| Data supplied |
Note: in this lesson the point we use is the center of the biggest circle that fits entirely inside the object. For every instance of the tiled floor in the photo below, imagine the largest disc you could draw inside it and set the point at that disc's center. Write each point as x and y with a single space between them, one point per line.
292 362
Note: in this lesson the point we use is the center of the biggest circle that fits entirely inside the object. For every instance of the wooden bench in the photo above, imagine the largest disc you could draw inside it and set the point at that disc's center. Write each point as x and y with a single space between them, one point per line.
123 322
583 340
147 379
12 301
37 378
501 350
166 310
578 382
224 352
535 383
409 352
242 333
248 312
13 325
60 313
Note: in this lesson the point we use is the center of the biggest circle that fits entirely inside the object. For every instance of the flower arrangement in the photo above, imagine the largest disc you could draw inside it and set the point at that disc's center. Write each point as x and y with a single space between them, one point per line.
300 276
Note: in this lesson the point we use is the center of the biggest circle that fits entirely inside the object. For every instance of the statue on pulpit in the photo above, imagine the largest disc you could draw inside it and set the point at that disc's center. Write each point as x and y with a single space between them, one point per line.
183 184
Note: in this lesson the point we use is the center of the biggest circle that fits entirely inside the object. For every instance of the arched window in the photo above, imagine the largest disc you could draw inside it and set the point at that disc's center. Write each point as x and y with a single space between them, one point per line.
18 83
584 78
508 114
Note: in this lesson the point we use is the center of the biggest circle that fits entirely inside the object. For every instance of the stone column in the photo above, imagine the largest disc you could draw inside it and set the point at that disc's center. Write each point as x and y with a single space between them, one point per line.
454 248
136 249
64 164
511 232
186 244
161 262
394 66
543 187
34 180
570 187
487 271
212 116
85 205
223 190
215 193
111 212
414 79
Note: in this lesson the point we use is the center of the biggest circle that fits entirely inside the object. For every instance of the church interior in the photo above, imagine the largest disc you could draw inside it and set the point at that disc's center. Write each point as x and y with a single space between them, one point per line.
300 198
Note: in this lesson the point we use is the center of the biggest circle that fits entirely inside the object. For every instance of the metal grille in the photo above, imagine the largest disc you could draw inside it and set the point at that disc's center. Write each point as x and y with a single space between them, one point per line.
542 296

| Work item |
Set down the whole listing again, exactly as shown above.

| Response to this task |
Note: in this lesson the point we use is the center of the biggest circle that fits entirely inside the object. For every instance of the tiled floor in the photo below, imagine the largest disc you could draw inside it and set the point at that disc's center. Write each point as x and y with a single space between them, one point per line.
292 362
Note: in this lesson the point we use is the center of the biggest circle that fits entirely inside the object. For every instance of the wooden bench in the photo above, imagine the largest disc you could draw inside it and set the point at that disc's center. Write each point as x and y with a single space between them, one point per line.
123 322
583 340
147 379
12 301
37 378
501 350
166 310
578 382
224 352
535 383
409 352
242 333
248 312
13 325
60 313
Note: in this lesson the point we use is the center of the biggest circle that fits entirely inside the object. For every instance of the flower arrangement in the photo above, imagine the largest disc you could draw inside it and set the point at that disc's center. Write each point as x and y with a single space between them, one point per line.
300 276
Note: in this lesson the point we use is the center of the biggest circle that fits entirely inside the object. For every instance of the statue on pulpit in the photo above, imagine the largest disc you could draw inside it and set the point at that disc's center. Write each point as x and y with a single space between them, one point per line.
183 184
Note: in this lesson the point we use is the center of the biggest circle that fits entirely inside the object. For every instance of the arched window in the photo above, imagine the largest disc you could draw inside it and set the point at that disc's center. Write each point as x and y with a single space between them, one point per line.
18 83
584 78
508 114
Note: in this lesson the point we use is the center of the biggest circle that fits entirely inside the object. For every instance of the stone column in the photo above, imagine the largest disc you could draw inside it and set the point at that disc's center. Write each point as x and y with a single space between them, one point per line.
454 248
136 249
64 164
511 232
186 244
161 262
394 66
543 187
34 180
570 187
487 271
212 116
85 205
223 190
215 193
111 212
414 79
Note: in this lesson the point we use is the center of the biggest circle that fits entirely inside the object. For every instance of the church interior in the photo above, imagine the largest disc you could draw inside it and set the point at that disc's center. Write each point as x and y with a single space between them, one point per line.
300 198
Note: in this lesson the point we use is the center of the biggest circle that fits entirely inside the object. For every instance of the metal grille in the photo above, imagine the largest disc you could draw inside it and set the point at that disc's center. Write each point as x and y with a single space between them, one point per line.
542 296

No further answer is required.